Text block START

AI In Fashion Isn’t Innovation, It’s Exploitation
In a world of digital doubles, what happens to the people who built the industry?
This article is part of Dot Dot Dot’s bi-monthly ‘Pulse Check’ series that provides real-time industry analysis by connecting the dots between trends, brands, and wider cultural movements.
Last week, the Swedish giant unveiled its latest campaign featuring the first wave of AI-generated digital twins — photoreal replicas of real models including Vilma Sjöberg, Jill Kortleve, Vanessa Moody, Yar Aguer, and Colin Jones. Hyperreal, watermarked, licensable to competitors brands, and market-tested to blend seamlessly into your feed.
(All video prompts generated with ChatGPT and video generated with Sora)
The company says it plans to create twins of 30 models over the next year. But even this first launch which included bizarre, dystopian taglines like “My dad raised me on Sci-Fi and and Future Tech, I know he’ll love my digital twin as much as I do,” was enough to spark a reckoning.
H&M’s messaging was clean: this isn’t replacement, it’s empowerment. Models will own their twins, monetize them, license them to other brands. It’s progressive, it’s flexible, it’s… everything a press release should say.

Text block END
Recorded data START

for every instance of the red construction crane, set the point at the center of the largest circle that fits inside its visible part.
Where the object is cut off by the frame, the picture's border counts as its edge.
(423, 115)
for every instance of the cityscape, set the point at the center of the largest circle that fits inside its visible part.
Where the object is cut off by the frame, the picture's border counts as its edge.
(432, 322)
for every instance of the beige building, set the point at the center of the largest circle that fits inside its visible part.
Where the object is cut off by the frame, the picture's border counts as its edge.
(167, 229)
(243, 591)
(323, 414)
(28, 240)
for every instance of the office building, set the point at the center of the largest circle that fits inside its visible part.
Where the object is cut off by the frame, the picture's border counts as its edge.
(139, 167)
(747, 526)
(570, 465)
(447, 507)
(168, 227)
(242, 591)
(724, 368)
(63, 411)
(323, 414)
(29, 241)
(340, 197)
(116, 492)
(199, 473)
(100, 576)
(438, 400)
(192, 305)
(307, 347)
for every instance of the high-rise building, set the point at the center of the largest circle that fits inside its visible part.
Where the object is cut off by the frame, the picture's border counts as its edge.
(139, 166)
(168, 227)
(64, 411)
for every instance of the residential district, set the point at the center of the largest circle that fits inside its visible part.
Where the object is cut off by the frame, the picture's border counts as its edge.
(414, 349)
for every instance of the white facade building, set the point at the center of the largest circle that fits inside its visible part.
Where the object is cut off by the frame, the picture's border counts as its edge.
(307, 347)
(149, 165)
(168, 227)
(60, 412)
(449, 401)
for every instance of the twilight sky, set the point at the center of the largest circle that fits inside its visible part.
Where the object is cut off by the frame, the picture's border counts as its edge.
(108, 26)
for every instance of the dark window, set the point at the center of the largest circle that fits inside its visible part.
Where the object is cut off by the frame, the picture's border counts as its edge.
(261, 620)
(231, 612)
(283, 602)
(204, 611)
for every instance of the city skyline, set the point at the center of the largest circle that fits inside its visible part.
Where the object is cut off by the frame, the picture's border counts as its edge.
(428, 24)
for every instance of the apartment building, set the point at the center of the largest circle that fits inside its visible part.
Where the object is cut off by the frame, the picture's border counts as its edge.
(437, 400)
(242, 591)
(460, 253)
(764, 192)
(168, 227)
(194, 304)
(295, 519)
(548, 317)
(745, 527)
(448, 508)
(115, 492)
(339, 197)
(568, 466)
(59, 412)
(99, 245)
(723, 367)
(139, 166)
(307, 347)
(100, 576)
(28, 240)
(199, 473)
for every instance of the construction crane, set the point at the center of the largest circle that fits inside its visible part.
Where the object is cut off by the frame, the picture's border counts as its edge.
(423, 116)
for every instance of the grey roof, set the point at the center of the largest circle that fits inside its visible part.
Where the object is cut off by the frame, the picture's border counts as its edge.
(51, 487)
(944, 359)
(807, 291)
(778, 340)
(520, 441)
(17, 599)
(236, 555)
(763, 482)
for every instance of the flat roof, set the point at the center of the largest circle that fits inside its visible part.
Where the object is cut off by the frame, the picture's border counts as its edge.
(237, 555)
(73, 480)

Recorded data END

## Work instructions
1 > According to the article on AI in fashion, how many models does the company plan to create digital twins of over the next year?
2 > Reproduce the passage of the article on AI in fashion that begins at the words "AI In Fashion" and stops after the words "generated with Sora)".
3 > List every model the article on AI in fashion names as having a digital twin in the first wave.

## Solution list
1 > 30 models.

2 >
AI In Fashion Isn’t Innovation, It’s Exploitation
In a world of digital doubles, what happens to the people who built the industry?
This article is part of Dot Dot Dot’s bi-monthly ‘Pulse Check’ series that provides real-time industry analysis by connecting the dots between trends, brands, and wider cultural movements.
Last week, the Swedish giant unveiled its latest campaign featuring the first wave of AI-generated digital twins — photoreal replicas of real models including Vilma Sjöberg, Jill Kortleve, Vanessa Moody, Yar Aguer, and Colin Jones. Hyperreal, watermarked, licensable to competitors brands, and market-tested to blend seamlessly into your feed.
(All video prompts generated with ChatGPT and video generated with Sora)

3 > Vilma Sjöberg, Jill Kortleve, Vanessa Moody, Yar Aguer, Colin Jones